-- BEGIN Extracted information --
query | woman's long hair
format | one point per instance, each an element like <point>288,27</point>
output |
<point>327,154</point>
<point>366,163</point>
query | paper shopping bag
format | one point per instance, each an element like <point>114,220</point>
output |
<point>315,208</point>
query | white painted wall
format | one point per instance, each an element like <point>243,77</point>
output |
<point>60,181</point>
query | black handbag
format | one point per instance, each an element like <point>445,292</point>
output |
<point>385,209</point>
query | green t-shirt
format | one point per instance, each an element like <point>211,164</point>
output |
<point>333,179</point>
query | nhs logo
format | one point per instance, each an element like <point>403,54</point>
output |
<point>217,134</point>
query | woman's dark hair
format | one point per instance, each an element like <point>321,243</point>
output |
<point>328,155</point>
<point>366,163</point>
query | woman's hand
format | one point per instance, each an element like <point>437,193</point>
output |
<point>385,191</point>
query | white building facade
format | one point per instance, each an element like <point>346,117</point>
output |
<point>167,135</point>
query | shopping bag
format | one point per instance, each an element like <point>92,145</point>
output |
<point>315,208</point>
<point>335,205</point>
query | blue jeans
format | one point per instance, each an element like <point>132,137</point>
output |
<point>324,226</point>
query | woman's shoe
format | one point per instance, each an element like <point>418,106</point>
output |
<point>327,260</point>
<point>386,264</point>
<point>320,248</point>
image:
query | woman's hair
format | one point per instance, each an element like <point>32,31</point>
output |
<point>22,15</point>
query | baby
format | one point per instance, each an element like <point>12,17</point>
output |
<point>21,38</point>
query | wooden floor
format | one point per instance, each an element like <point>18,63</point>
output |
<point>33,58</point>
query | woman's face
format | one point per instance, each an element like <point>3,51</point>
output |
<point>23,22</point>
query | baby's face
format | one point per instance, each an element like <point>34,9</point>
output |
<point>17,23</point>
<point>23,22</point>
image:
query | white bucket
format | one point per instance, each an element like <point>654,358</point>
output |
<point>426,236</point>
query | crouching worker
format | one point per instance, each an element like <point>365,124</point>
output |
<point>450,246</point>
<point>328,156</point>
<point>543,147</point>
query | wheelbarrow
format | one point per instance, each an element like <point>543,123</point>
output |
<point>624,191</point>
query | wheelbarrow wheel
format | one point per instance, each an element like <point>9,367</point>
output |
-- END Extracted information --
(Requirements):
Starting with the line that contains "query | nhs logo" and going on through the line that contains "<point>320,248</point>", write those lines out again with "blue jeans" replaced by "denim jeans". Leave everything else unchanged.

(Answer):
query | nhs logo
format | one point per instance, each an element like <point>403,54</point>
output |
<point>217,134</point>
query | woman's dark hair
format | one point per instance, each an element like <point>321,243</point>
output |
<point>328,155</point>
<point>366,163</point>
query | woman's hand
format | one point per instance, each an element like <point>437,193</point>
output |
<point>385,191</point>
query | white building facade
format | one point per instance, each an element like <point>346,117</point>
output |
<point>167,135</point>
query | shopping bag
format | one point per instance, each an element like <point>92,145</point>
output |
<point>315,208</point>
<point>335,205</point>
query | denim jeans
format | one point per instance, each an element like <point>132,137</point>
output |
<point>324,226</point>
query | woman's shoe
format | one point per instance, each an element like <point>418,106</point>
output |
<point>327,260</point>
<point>386,264</point>
<point>320,248</point>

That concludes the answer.